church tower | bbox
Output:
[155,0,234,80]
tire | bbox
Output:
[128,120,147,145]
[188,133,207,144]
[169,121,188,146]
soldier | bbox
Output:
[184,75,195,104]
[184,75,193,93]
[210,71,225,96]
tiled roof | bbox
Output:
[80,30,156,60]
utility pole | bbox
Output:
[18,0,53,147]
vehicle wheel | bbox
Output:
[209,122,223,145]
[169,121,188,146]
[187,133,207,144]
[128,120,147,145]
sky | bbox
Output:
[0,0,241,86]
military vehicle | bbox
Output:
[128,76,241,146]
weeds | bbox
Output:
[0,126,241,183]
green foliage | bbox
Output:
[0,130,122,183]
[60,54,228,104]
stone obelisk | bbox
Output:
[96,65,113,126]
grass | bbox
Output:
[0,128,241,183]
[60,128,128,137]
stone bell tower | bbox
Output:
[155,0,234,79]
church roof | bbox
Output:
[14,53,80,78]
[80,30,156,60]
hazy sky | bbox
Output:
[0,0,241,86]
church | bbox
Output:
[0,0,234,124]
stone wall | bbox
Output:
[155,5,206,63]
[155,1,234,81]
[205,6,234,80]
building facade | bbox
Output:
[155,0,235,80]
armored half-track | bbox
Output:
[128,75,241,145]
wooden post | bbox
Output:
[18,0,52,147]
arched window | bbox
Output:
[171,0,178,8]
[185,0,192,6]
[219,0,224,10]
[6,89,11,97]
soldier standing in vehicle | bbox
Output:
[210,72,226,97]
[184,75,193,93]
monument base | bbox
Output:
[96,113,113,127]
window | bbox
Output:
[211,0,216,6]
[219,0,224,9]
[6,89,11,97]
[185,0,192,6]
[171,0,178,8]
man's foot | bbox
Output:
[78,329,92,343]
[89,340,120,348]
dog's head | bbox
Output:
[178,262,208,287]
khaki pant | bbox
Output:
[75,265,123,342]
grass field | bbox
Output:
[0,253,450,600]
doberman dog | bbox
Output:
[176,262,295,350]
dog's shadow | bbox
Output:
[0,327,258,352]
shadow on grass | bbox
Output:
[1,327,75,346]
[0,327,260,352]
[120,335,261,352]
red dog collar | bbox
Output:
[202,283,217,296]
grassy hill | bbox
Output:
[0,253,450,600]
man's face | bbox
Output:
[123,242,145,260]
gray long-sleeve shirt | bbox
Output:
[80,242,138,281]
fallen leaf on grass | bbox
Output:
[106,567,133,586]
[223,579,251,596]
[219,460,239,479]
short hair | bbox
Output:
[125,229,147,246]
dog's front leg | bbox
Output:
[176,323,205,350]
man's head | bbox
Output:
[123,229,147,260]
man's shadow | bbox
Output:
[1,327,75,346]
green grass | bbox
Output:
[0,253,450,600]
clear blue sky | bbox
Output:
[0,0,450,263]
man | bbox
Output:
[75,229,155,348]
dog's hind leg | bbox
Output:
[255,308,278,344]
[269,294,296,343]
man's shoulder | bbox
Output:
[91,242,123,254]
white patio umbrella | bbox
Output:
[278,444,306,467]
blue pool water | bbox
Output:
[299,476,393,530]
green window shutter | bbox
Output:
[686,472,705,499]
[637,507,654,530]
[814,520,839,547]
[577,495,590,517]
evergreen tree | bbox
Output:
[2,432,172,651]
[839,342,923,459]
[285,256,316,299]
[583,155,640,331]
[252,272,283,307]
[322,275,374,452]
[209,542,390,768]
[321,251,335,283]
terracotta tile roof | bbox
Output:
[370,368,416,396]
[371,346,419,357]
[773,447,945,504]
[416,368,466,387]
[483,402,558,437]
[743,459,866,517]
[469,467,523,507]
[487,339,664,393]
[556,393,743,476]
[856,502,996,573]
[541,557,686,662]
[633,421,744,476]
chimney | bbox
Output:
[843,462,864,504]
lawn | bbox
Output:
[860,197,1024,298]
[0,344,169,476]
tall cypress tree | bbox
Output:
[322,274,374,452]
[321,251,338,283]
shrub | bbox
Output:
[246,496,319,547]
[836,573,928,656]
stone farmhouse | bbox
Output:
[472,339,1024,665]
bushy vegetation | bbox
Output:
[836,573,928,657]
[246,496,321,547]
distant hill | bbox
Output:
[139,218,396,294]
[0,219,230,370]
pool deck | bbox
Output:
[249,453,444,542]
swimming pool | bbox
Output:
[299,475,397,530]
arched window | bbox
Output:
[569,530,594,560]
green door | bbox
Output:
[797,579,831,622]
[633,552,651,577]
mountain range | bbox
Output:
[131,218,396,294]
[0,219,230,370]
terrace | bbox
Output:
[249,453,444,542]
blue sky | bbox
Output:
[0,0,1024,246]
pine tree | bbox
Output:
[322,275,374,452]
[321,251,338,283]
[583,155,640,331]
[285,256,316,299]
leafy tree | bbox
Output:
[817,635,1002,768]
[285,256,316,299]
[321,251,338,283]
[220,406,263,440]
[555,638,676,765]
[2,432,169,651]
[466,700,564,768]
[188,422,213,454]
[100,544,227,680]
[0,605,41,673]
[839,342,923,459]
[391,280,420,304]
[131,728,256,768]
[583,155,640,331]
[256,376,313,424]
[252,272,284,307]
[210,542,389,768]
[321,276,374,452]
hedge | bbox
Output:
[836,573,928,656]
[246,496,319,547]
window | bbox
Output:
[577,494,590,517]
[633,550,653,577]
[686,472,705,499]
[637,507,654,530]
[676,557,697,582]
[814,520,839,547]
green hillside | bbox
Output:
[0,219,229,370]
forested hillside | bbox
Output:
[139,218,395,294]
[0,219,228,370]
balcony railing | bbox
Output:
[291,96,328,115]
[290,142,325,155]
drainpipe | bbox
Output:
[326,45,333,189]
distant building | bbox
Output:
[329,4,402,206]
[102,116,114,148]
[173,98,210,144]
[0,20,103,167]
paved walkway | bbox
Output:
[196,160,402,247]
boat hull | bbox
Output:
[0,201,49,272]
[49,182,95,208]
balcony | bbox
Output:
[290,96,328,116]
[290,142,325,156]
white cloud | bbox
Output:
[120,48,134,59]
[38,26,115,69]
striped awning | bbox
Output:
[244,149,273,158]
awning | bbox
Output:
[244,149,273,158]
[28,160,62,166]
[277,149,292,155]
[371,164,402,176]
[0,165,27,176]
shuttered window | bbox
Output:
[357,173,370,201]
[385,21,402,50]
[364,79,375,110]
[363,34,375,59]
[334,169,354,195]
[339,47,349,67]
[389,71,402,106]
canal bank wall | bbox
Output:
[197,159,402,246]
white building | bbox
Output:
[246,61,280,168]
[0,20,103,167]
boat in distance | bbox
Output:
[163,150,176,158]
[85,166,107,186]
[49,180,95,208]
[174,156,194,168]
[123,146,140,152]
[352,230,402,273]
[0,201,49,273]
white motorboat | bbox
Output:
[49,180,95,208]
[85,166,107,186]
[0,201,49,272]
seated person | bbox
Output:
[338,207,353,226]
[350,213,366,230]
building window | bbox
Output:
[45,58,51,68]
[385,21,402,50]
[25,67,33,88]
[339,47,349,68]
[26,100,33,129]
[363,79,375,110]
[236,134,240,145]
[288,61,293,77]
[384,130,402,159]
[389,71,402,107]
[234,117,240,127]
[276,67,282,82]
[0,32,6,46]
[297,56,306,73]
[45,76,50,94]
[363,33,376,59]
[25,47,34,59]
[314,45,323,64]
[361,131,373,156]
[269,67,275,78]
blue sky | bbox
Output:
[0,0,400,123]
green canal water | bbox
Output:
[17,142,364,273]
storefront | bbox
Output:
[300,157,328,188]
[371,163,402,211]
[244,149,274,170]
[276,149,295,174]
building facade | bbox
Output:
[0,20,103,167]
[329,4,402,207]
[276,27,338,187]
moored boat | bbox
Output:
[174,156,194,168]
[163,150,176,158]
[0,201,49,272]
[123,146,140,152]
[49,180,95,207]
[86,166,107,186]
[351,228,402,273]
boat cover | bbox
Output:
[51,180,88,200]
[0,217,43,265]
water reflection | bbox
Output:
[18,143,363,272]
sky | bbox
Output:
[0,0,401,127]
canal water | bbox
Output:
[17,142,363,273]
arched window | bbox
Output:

--*--

Reproduce sin ningún cambio las líneas del listado, desde la que contiene "stone wall | bbox" hasta la que contiene "[125,229,147,246]", ambas incluidas.

= Resultado del ejercicio =
stone wall | bbox
Output:
[155,5,206,63]
[155,1,234,81]
[205,6,234,80]
building facade | bbox
Output:
[155,0,235,80]
armored half-track | bbox
Output:
[128,75,241,145]
wooden post | bbox
Output:
[18,0,52,147]
arched window | bbox
Output:
[171,0,178,8]
[185,0,192,6]
[219,0,224,10]
[6,89,11,97]
soldier standing in vehicle | bbox
Output:
[210,72,226,97]
[184,75,193,93]
monument base | bbox
Output:
[96,113,113,127]
window | bbox
Output:
[211,0,216,6]
[219,0,224,9]
[6,89,11,97]
[185,0,192,6]
[171,0,178,8]
man's foot | bbox
Output:
[78,329,92,343]
[89,340,120,348]
dog's head | bbox
Output:
[178,262,208,287]
khaki pant | bbox
Output:
[75,265,123,342]
grass field | bbox
Output:
[0,253,450,600]
doberman dog | bbox
Output:
[176,262,295,350]
dog's shadow | bbox
Output:
[0,327,258,352]
shadow on grass | bbox
Output:
[1,327,75,346]
[0,327,260,352]
[120,335,261,352]
red dog collar | bbox
Output:
[202,283,217,296]
grassy hill | bbox
Output:
[0,253,450,600]
man's face | bbox
Output:
[123,242,145,260]
gray long-sleeve shirt | bbox
Output:
[80,242,138,281]
fallen leaf on grass | bbox
Output:
[106,567,133,586]
[223,579,251,596]
[219,460,239,479]
short hair | bbox
Output:
[125,229,147,246]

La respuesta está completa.